- [What this task involves] Extract each line of the data below that contains the word "blue".

(Dataset entries)
****************

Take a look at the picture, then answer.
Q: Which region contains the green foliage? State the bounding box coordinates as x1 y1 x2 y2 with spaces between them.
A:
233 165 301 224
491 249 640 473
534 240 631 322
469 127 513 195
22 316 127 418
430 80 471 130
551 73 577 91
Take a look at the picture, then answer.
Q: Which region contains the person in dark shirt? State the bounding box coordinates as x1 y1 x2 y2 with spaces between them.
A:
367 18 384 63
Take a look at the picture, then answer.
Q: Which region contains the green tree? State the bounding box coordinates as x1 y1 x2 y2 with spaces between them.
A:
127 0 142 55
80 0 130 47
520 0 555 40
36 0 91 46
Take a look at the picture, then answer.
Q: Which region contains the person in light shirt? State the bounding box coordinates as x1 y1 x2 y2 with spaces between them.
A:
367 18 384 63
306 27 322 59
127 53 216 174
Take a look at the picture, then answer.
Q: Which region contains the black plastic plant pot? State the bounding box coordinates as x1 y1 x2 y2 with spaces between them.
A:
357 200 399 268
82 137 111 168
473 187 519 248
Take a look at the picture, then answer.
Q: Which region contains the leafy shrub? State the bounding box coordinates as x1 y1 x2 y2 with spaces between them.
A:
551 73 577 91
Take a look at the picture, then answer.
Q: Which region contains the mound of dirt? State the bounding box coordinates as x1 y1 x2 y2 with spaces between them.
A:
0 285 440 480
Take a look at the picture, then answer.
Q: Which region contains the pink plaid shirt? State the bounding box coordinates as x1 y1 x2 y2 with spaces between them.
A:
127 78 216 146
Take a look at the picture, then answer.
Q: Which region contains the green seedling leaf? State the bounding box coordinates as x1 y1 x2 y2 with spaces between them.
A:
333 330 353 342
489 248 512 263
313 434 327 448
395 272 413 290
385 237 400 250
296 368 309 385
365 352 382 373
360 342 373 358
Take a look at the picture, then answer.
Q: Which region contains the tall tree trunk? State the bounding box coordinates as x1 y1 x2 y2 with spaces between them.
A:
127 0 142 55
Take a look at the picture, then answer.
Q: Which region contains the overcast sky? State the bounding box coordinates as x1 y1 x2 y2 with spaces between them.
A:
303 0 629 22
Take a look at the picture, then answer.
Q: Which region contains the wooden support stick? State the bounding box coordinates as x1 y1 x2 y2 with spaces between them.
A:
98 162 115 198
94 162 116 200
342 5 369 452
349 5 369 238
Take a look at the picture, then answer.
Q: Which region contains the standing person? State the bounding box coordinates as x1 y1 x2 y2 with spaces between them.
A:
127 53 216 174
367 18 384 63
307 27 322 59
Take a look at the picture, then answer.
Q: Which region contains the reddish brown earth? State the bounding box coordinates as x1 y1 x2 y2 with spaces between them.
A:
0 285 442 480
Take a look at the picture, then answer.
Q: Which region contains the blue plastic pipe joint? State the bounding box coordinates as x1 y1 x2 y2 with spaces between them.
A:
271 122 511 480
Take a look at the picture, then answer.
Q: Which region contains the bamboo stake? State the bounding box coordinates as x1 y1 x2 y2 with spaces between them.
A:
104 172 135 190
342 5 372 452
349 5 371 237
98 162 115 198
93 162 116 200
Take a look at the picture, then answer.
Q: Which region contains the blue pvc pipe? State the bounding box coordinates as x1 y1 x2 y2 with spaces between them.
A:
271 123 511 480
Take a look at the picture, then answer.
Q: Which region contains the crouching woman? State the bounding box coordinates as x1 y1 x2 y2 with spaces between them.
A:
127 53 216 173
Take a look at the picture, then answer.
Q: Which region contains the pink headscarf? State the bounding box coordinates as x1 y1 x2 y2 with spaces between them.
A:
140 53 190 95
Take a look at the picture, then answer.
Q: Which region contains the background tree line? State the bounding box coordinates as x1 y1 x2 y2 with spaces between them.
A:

****************

- [Solution below]
Q: Which region contains the blue plastic pipe joint? State the bounding box coordinates as x1 y1 x2 y2 with spaces between them.
Q: Which region contains the blue pvc pipe? State the bounding box coordinates as x1 y1 x2 y2 with spaces between them.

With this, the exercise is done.